> **DESCRIPTION OF THE TASK**:
Please copy each of the rows below word for word, keeping every line in its original order.

> **RAW DATA**:
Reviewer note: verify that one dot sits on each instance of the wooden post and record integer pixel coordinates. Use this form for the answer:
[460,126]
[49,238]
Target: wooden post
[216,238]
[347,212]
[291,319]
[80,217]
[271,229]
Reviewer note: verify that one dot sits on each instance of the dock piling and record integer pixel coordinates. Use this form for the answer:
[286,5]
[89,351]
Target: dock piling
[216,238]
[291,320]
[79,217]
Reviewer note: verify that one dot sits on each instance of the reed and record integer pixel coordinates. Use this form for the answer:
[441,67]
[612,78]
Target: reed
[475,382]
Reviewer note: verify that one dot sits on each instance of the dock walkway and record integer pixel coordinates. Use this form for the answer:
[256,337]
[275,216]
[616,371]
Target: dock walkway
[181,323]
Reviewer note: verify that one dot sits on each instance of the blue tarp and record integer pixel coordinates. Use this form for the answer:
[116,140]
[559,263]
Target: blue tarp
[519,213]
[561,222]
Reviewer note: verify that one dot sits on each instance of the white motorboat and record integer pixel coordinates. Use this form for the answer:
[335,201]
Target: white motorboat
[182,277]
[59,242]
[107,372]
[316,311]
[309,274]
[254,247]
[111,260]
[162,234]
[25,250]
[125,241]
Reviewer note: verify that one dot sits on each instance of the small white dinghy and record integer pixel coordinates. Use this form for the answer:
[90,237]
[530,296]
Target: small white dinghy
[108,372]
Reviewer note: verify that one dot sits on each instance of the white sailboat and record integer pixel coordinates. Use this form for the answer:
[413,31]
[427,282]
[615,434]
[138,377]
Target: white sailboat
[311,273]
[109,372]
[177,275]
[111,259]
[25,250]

> **TASK RESULT**:
Reviewer note: verify that one dot sits on each instance of the wooden post and record integer pixel coordinates. Use this form for the answer:
[460,126]
[49,238]
Target: wooden post
[216,238]
[347,212]
[291,319]
[80,217]
[271,229]
Reviewer note: verify that one dot sits on each instance of the dock piling and record integer pixel coordinates. Use this form for the answer:
[286,5]
[89,351]
Target: dock piling
[216,238]
[291,320]
[79,217]
Reviewer note: verify that one dot sits on each instance of the reed and record integer pixel coordinates. Use this form for the answer:
[441,67]
[612,78]
Target: reed
[475,382]
Reviewer note: verify that one dot sits on each instance of the dock walkway and record integer pixel coordinates. Use this form for the answer:
[256,337]
[275,216]
[616,371]
Target: dock walkway
[181,323]
Reviewer note: verify that one dot sits on each instance of the blue tarp and record integer pixel coordinates. Use this form for the answer:
[116,140]
[559,263]
Target: blue tarp
[519,213]
[561,222]
Reviewer note: verify that one dot sits on each instance of the white motorboat and record integer pixel coordinates. Use this form for the answer:
[335,201]
Target: white motorboat
[182,277]
[59,242]
[107,372]
[316,311]
[309,274]
[254,247]
[111,260]
[162,234]
[25,250]
[125,241]
Reviewer note: verify that one dot sits on each instance of the small white dinghy and record integer pixel coordinates. Use this form for the answer:
[90,237]
[530,296]
Target: small white dinghy
[108,372]
Reviewer note: verify that one dot sits on each instance of the white sailboat and record integer pixel coordinates. Use this form for the answer:
[413,31]
[427,282]
[615,434]
[138,377]
Target: white sailboat
[311,273]
[109,372]
[177,275]
[111,259]
[25,250]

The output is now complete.